#### Your objective:
Reproduce the entries verbatim, starting at the beginning and continuing through the line that contains "231 611 L 258", with that line included.

#### Information supplied:
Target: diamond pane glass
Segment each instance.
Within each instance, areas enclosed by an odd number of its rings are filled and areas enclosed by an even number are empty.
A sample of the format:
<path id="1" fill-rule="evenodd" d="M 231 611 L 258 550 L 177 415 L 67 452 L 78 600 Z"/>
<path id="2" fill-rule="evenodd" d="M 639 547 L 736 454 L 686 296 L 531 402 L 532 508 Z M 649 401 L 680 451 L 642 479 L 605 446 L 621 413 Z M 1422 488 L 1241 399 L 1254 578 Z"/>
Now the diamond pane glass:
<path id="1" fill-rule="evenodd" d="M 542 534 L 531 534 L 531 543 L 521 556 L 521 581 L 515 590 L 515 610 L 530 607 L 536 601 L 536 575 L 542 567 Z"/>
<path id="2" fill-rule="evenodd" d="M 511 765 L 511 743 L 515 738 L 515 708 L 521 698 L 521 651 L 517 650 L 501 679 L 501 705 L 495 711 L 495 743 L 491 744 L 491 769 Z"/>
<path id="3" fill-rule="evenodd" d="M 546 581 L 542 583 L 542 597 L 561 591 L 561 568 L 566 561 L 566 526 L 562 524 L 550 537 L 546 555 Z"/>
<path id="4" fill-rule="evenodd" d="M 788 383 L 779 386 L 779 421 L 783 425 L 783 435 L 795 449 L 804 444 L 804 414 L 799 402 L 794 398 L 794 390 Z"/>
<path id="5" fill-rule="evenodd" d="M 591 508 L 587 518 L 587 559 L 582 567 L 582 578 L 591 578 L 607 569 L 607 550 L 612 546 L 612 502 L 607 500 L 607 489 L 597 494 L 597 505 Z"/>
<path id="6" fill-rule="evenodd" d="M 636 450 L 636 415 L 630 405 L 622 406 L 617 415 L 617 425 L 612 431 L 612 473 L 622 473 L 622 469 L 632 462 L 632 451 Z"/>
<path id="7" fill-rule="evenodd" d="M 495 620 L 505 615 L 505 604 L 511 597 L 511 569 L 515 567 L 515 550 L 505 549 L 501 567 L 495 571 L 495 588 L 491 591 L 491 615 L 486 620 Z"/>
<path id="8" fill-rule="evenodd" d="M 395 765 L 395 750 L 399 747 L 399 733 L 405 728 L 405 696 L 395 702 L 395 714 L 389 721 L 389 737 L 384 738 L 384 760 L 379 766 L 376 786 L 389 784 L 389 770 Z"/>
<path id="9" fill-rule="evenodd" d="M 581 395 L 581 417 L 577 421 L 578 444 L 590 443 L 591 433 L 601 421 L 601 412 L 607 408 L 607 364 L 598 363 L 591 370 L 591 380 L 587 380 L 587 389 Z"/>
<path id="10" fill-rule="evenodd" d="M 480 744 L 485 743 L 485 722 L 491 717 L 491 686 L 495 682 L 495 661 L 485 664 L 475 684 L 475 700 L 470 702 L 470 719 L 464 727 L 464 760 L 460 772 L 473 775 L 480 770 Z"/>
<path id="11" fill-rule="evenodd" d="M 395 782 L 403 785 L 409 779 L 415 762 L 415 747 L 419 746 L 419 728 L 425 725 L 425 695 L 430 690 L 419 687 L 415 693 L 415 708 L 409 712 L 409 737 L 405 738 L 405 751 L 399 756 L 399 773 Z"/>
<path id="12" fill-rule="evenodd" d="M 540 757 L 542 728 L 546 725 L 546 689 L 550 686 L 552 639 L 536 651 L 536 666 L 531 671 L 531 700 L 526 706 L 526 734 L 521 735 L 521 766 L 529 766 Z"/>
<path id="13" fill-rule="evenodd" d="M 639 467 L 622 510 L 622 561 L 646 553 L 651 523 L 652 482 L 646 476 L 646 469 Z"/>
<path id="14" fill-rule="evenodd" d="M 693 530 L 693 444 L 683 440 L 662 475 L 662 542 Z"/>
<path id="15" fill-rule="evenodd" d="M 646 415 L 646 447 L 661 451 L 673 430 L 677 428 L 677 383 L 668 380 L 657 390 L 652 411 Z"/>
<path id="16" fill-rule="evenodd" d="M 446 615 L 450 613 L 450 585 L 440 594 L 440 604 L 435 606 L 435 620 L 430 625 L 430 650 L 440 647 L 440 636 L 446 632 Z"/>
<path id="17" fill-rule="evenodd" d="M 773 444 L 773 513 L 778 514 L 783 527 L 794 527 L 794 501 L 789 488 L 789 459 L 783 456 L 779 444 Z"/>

#### Response:
Target: diamond pane glass
Segment each instance.
Within each instance, areas enclosed by an odd number of its rings are filled and areas enclosed by an even number are empty.
A sample of the format:
<path id="1" fill-rule="evenodd" d="M 231 611 L 258 550 L 177 415 L 67 452 L 78 600 Z"/>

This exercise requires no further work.